• **WRITTEN PROBLEM**: Pick out each line below that contains the word "jacket" and copy it.

#####

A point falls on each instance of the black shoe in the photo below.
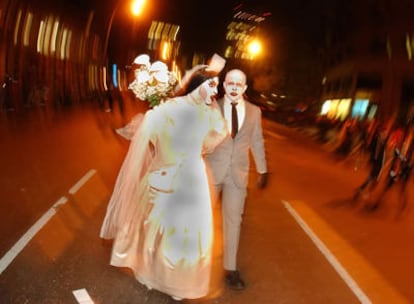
(357, 194)
(234, 281)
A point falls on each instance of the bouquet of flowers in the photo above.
(153, 82)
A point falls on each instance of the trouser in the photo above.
(232, 200)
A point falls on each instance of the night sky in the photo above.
(203, 23)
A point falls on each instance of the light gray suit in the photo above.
(229, 165)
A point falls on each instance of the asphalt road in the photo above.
(302, 242)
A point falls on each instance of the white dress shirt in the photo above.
(241, 113)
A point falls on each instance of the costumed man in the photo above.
(229, 165)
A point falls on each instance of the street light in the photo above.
(254, 48)
(136, 9)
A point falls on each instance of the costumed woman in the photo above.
(160, 213)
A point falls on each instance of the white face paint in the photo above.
(208, 90)
(235, 85)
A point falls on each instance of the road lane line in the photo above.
(274, 135)
(82, 296)
(369, 278)
(82, 181)
(24, 240)
(329, 256)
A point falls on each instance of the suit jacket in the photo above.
(232, 155)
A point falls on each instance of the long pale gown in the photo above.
(160, 212)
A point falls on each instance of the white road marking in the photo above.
(82, 296)
(329, 256)
(24, 240)
(82, 181)
(274, 135)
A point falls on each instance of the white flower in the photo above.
(153, 82)
(142, 76)
(142, 60)
(161, 76)
(158, 66)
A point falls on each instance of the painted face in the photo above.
(208, 90)
(235, 85)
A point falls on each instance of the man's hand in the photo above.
(262, 181)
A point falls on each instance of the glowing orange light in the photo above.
(137, 7)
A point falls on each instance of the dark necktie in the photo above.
(234, 120)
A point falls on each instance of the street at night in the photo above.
(301, 242)
(126, 130)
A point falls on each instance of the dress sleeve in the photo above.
(131, 185)
(217, 131)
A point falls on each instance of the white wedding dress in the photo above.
(160, 213)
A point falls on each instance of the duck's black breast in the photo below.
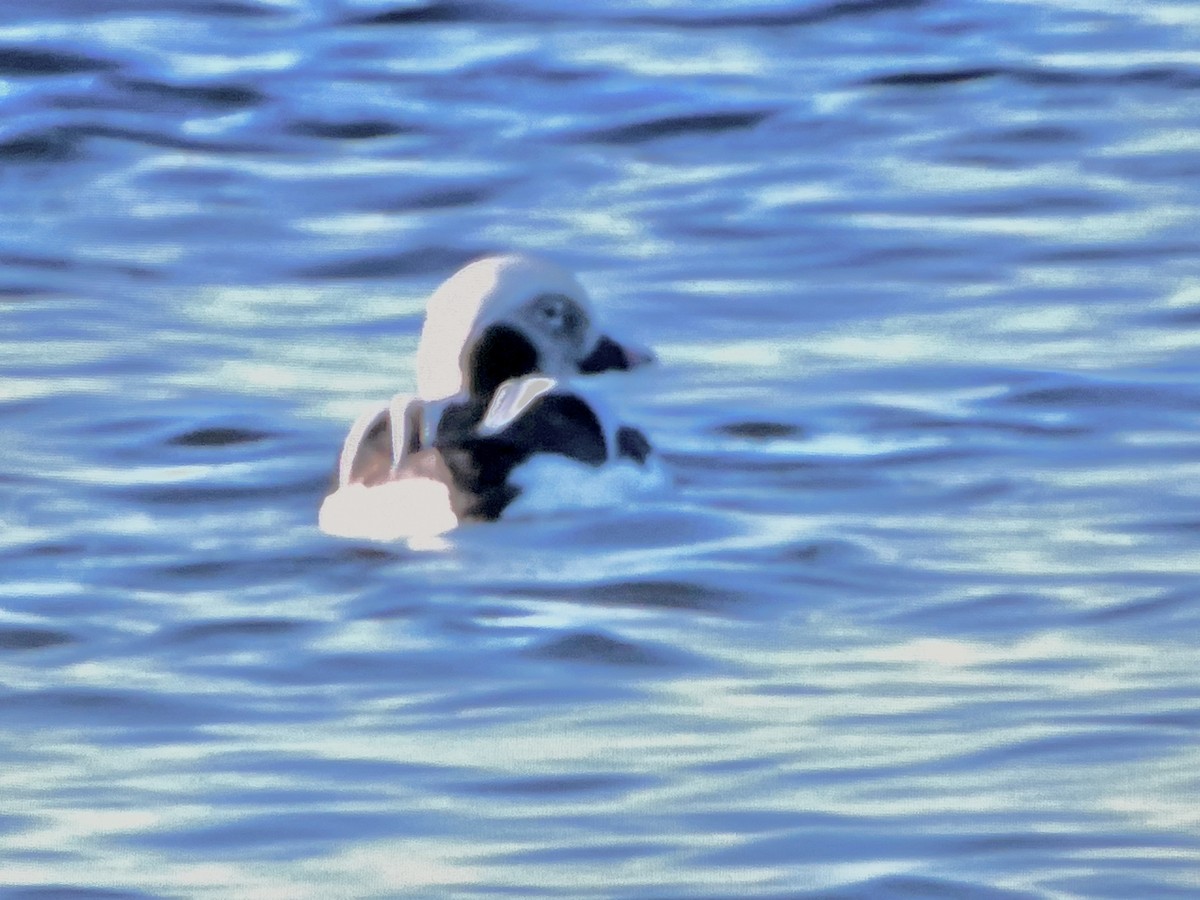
(480, 466)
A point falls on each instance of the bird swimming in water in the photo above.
(496, 408)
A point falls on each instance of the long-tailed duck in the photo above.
(495, 405)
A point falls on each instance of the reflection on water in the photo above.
(917, 617)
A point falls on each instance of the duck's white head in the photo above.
(509, 316)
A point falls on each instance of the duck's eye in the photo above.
(558, 315)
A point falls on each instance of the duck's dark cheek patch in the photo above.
(606, 357)
(501, 353)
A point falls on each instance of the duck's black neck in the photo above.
(499, 354)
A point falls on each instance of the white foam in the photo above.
(552, 484)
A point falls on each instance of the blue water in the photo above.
(919, 617)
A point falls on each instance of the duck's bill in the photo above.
(609, 355)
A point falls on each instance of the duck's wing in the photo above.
(379, 441)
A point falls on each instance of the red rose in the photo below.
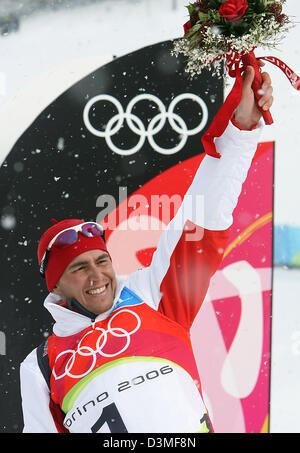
(233, 10)
(187, 26)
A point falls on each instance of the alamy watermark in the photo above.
(139, 212)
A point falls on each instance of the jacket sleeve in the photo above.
(191, 248)
(35, 398)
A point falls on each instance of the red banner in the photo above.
(231, 333)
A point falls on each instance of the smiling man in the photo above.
(90, 280)
(120, 357)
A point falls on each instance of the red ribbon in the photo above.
(233, 63)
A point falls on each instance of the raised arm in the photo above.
(177, 280)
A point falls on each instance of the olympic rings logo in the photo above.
(137, 126)
(88, 351)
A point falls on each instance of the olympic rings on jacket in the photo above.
(88, 351)
(136, 125)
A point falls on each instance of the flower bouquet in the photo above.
(224, 34)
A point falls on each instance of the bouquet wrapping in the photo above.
(224, 34)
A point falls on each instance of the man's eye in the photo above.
(79, 268)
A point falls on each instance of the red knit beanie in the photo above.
(60, 258)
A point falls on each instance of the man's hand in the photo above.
(247, 113)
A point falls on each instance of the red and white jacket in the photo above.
(131, 369)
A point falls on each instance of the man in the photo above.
(120, 357)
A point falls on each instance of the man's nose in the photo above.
(94, 273)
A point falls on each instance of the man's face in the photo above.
(92, 266)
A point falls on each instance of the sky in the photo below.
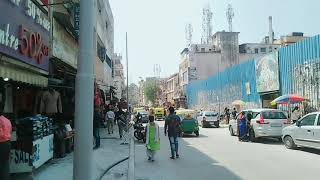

#####

• **TASK SOLUTION**:
A point falls on each instance of the suit jacket in the photo above.
A point falls on each instance of the jacket sleeve in the photo above.
A point falls on each instance of the olympic rings on jacket in the photo above.
A point falls on each instance of the red and white jacket in the photo above.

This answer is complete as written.